- _Short exercise_: Switch "sandy beach" to "rocky shore" in the records from the line with "Please locate the sandy" to the line with "column 47, row 323". Return only those lines, leaving everything else in them unchanged.

- _Entries shown_:
--- START ---

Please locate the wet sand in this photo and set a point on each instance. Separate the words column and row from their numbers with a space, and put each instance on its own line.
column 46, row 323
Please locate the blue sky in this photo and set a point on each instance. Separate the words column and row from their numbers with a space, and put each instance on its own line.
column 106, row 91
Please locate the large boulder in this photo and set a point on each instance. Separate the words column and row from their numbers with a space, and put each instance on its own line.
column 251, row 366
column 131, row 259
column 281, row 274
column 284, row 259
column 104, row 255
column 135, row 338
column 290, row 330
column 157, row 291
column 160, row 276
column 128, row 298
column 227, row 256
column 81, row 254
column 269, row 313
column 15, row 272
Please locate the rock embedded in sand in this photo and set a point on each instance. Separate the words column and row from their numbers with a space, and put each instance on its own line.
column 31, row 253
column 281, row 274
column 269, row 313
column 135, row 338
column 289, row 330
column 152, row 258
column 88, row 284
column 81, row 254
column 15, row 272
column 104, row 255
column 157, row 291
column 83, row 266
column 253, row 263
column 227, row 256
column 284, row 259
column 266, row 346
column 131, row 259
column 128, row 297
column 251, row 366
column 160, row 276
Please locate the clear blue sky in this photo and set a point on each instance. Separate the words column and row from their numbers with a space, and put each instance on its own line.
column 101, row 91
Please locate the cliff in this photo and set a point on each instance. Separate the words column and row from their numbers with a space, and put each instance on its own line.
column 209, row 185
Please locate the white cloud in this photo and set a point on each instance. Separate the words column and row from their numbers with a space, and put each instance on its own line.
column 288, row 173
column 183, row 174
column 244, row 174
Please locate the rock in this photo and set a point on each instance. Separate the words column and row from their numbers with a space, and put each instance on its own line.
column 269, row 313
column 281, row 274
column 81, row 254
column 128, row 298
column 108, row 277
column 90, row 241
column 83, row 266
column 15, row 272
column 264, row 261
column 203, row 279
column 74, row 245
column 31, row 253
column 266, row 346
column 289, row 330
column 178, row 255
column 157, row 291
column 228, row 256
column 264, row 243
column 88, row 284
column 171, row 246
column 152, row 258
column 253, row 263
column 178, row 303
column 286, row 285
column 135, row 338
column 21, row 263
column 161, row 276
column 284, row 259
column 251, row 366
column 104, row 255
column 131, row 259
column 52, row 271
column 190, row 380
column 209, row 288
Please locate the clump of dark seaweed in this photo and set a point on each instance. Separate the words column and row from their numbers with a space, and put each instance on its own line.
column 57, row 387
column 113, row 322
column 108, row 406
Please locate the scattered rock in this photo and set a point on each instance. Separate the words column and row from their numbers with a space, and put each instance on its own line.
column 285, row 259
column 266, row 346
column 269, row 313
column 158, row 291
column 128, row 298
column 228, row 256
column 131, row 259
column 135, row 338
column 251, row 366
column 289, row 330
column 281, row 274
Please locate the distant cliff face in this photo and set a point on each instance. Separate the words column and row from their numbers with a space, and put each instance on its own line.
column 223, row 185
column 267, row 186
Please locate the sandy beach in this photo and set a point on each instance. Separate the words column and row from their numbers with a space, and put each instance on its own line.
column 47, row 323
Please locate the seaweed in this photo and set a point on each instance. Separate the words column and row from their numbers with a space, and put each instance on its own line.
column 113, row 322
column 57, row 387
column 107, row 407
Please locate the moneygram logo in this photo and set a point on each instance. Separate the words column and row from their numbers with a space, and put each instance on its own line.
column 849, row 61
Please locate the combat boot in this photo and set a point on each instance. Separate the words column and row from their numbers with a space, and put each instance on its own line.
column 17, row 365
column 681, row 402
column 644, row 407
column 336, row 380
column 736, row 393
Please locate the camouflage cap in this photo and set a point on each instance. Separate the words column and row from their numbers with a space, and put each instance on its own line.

--- END ---

- _Response for this exercise_:
Please locate the rocky shore in this photo and set a point on each instance. Separate the words column and row from their numbers with a space, and put each instance on its own line.
column 47, row 323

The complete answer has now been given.